• [DIRECTIONS]
1. In the trivariate normal derivation, what means and variances do the three variables have?
2. Write the next part of the trivariate normal derivation, picking up after its final sentence.

-- BEGIN DOCUMENT TEXT --

Assume that the three variables $X,Y,Z$ follow jointly a tri-variate normal distribution. All three have zero means and unitary variances. $X$ is correlated with $Y$, with correlation coefficient $\rho_{xy}$, but $X$ is uncorrelated with $Z$, $\rho_{xz}=0$. But also, $Y$ is correlated with $Z$, with correlation coefficient $r_{yz}$.

For two variables from a multivariate normal distribution, we have that

$$E(X\mid Y) = \mu_x + \rho_{xy}\frac {\sigma_X}{\sigma_Y}(Y-\mu_y)$$

$$E(X\mid Z) = \mu_x + \rho_{xz}\frac {\sigma_X}{\sigma_Z}(Z-\mu_z)$$

Given our assumptions we obtain

$$E(X\mid Y) = \rho_{xy}Y$$

and also

$$E(X\mid Z) = 0$$

so the premises of the question are satisfied.

The variance-covariance matrix of this tri-variate normal is

$$\Sigma = \left[\begin{matrix} 1 & \rho_{xy} & 0\\ \rho_{xy} & 1 & r_{yz}\\ 0 & r_{yz} & 1 \\ \end{matrix}\right]$$

The formula for the conditional expected value $E(X \mid \{Y,Z\})$ is

$$E(X \mid \{Y,Z\}) = [\rho_{xy} \;\;\; 0]\left[\begin{matrix} 1 & r_{yz}\\ r_{yz} & 1 \\ \end{matrix} \right]^{-1}\left[\begin{matrix} Y \\ Z \\ \end{matrix} \right]$$

where we have already taken into account that the means are zero.

-- END DOCUMENT TEXT --
-- BEGIN PROVIDED MATERIAL --

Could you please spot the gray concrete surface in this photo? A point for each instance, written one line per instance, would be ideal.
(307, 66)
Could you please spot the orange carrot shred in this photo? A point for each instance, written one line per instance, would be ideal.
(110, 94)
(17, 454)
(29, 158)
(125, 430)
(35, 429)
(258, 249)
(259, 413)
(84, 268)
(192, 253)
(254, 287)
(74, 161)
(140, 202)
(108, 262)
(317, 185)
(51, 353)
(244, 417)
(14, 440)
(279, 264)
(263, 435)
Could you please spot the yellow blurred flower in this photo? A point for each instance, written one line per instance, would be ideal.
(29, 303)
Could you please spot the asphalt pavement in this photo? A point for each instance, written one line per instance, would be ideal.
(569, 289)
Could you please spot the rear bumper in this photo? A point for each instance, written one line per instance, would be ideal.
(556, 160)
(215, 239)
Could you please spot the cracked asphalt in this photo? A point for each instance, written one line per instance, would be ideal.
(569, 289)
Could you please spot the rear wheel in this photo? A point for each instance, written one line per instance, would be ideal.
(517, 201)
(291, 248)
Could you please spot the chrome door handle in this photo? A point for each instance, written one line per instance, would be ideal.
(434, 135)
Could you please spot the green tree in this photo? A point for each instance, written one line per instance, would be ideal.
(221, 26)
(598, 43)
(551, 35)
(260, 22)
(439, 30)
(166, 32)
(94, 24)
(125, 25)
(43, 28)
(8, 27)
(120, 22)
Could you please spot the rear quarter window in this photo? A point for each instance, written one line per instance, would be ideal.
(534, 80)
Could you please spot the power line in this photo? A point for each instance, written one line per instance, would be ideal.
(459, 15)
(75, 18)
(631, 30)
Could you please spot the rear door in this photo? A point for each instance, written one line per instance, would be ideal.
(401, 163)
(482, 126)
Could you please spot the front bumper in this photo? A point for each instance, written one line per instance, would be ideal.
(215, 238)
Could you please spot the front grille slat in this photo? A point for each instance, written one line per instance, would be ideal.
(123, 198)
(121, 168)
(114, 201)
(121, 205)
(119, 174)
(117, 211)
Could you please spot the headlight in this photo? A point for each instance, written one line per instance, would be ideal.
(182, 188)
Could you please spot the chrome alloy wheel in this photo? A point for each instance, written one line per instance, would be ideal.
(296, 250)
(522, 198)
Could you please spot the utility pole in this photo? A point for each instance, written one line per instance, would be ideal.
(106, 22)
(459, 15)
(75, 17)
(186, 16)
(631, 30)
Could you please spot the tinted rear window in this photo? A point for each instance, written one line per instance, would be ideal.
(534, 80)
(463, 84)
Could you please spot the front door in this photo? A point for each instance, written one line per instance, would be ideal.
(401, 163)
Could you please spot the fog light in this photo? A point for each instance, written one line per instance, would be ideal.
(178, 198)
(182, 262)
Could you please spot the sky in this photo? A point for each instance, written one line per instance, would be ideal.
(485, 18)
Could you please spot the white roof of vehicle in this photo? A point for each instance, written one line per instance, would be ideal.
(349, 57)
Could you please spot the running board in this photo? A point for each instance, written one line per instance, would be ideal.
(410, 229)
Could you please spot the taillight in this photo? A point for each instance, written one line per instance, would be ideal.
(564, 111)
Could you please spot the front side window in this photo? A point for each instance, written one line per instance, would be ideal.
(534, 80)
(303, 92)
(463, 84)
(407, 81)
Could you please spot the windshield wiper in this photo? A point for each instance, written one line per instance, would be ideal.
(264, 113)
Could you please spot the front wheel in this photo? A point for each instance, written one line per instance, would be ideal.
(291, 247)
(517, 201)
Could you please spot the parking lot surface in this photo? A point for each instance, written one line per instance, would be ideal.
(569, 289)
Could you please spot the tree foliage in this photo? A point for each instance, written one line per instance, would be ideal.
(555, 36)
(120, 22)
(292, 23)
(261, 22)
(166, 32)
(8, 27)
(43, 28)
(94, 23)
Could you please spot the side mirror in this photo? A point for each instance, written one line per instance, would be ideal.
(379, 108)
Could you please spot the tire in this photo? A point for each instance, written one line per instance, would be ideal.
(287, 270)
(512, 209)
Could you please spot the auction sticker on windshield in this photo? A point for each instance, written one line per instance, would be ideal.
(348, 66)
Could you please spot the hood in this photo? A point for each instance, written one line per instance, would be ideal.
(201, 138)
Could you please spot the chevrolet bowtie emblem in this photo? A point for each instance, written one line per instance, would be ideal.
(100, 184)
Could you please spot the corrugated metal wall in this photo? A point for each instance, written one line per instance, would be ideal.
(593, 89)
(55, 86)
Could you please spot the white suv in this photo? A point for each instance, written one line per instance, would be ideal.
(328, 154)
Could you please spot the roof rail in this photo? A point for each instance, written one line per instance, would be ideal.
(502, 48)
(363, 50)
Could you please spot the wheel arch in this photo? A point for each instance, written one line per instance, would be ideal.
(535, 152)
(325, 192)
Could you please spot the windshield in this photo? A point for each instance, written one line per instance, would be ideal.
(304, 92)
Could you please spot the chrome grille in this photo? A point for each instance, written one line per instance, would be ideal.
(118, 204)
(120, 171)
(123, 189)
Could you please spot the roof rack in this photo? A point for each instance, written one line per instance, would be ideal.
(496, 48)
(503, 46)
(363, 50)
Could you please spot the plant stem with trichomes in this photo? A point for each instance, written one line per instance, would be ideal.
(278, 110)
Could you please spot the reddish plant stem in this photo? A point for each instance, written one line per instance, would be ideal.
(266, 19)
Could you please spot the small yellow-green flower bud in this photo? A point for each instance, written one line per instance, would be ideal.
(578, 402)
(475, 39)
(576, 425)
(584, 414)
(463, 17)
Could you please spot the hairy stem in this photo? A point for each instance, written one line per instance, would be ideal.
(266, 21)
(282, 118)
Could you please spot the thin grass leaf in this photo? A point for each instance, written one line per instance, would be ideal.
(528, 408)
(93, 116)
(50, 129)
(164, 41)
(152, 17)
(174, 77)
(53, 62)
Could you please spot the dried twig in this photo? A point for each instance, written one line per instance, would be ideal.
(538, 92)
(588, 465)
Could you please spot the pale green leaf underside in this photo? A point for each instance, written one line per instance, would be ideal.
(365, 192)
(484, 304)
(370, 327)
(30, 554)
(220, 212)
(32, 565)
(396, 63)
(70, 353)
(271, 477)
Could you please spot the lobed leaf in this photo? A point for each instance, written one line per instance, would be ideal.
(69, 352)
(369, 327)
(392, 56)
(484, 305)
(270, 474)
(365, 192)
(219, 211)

-- END PROVIDED MATERIAL --

• [ANSWERS BY TASK]
1. All three have zero means and unitary variances.

2.
Performing the inversion and matrix multiplication we obtain

$$E(X \mid \{Y,Z\}) = \frac {\rho_{xy}Y -\rho_{xy}r_{yz} Z}{1-r^2_{yz}}$$

Only if $r_{yz} = 0$ will we obtain $E(X \mid \{Y,Z\}) = E(X\mid Y)$.

Intuitively, even though in our example $Z$ is uncorrelated with $X$ (and more, fully independent in this Normality case), still, the joint realization of $\{Y,Z\}$ provides different information than $Y$ alone as regards $X$. In a sense, the existence of correlation between $Y$ and $Z$ makes the realization of $Z$ to "color" the realization of $Y$ differently, and so it changes the indirect information we receive on $X$ through $Y$.

Since I do not know the article mentioned, the OP should look for additional assumptions that may make the result hold in that particular case, before concluding that the authors have fallen victim to the fallacy.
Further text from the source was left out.